Provided passage:
------------------------------

The law was inspired in part by the notorious 1969 Cuyahoga River fire in Ohio, in which the river itself, laden with oil and other industrial pollutants, went up in flames.

The model, though, was a California clean water law adopted the same year as the fire and the destructive Santa Barbara oil spill. The federal Clean Water Act has essentially the same goal as California’s Porter-Cologne Water Quality Control Act: to regulate the discharge of pollutants in order to safeguard the nation’s water supply for drinking, swimming and good health for human beings and the environment.

Progress has been unmistakable. It’s no longer possible for industry to legally dump solvents, chemicals and other waste into rivers and lakes and expect the rest of us to bear the cost in the form of poisonous waterways and cleanups. Rivers no longer catch fire. Harbors once again have fish, because the streams that feed them no longer bring untreated municipal waste or chemicals like PCBs. Many once-toxic streams are again swimmable.

But not all. In California and much of the West, less ample and therefore slower moving water, together with hotter temperatures, have increased the growth of blue-green algae, also known as cyanobacteria. These can release toxins and make sloughs and ponds poisonous to people who fish in or drink from them.

There is also a continuing assault from industry and its supporters in the political world. Former President Trump, for example, signed an executive order eliminating an Obama-era rule that makes clear that the act applies to western waterways that feed wetlands and major bodies of water during the rainy season but go dry in summer and fall. The act means little if it does not protect most of California, just because the hydrology here is different than in the wetter eastern part of the country.

Earlier this month, the U.S. Supreme Court heard a case that could jeopardize the act, at least to the extent that it protects sensitive wetlands. In Sackett vs. Environmental Protection Agency, owners of a plot of seasonal wetland in Idaho argue that the act applies only to the water in a wetland and not to the adjacent land from which the runoff comes. The court’s conservative majority may well agree, although questioning from the justices suggests that they may be skeptical of the plaintiffs’ interpretation.

------------------------------

Tasks to perform:
(a) How would you put this sentence from the Clean Water Act passage into Spanish: "Many once-toxic streams are again swimmable."?
(b) Could you pick up the Clean Water Act passage right after its final sentence and keep it going?

------------------------------

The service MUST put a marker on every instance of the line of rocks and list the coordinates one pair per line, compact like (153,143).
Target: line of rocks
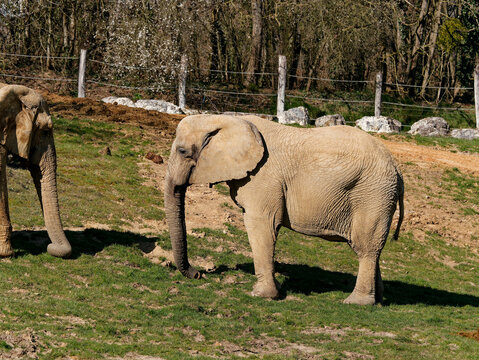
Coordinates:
(431,126)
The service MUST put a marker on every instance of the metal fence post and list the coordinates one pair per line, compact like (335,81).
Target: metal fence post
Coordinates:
(281,88)
(81,74)
(379,88)
(476,92)
(182,82)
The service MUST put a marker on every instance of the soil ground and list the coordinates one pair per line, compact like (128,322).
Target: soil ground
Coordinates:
(421,165)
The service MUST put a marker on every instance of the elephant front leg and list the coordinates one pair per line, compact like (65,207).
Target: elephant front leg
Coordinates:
(5,226)
(262,238)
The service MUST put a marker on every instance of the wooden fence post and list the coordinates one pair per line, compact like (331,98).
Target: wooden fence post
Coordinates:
(81,74)
(281,88)
(476,92)
(379,88)
(182,82)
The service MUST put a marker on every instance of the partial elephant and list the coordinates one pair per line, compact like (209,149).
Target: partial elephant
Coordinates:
(26,130)
(338,183)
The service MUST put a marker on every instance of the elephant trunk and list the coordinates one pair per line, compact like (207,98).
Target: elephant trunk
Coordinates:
(44,177)
(175,215)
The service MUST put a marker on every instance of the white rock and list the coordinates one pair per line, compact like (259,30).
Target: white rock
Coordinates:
(431,126)
(158,105)
(118,101)
(379,124)
(298,115)
(468,134)
(330,120)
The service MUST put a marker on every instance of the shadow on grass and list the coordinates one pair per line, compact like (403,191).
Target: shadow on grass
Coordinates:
(302,279)
(88,241)
(306,279)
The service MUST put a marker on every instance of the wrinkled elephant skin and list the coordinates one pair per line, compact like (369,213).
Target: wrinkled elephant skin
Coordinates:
(337,183)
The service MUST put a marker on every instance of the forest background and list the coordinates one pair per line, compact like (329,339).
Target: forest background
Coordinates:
(431,45)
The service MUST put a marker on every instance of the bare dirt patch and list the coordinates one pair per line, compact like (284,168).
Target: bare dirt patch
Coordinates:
(163,124)
(221,209)
(428,210)
(19,346)
(471,334)
(428,157)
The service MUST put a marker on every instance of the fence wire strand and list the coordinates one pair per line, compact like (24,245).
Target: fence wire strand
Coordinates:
(37,78)
(331,80)
(152,88)
(129,67)
(429,87)
(427,107)
(40,56)
(228,92)
(330,100)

------------------------------

Activity answers:
(a) Muchos arroyos que antes eran tóxicos vuelven a ser aptos para nadar.

(b)
Even if the court accepts the broader view of the Clean Water Act’s scope, the 50-year-old law should now be seen as only a starting point for necessary protection of the nation’s water. Things have changed in the last half-century, and water laws have to be updated to take into account climate change and the challenges of agricultural runoff. They have to take into account our deeper knowledge of the actual connections between all bodies of water, whether on the surface or underground, seasonal or year-round.

It took a long time for Americans to appreciate the damage they were doing to their water. The Cuyahoga caught fire repeatedly as far back as 1868. California’s rivers were devastated by hydraulic mining in a quest for gold and other minerals; there were few objections at the time. Pollution was widely seen as a sign of American civilization subduing a wild continent and putting it to use in the service of human wealth and progress. And besides, there was always another pond or stream to be used for drinking water.

But now we know more about the costs of environmental destruction. We can’t wait another 50 years before updating our laws to protect our water supply.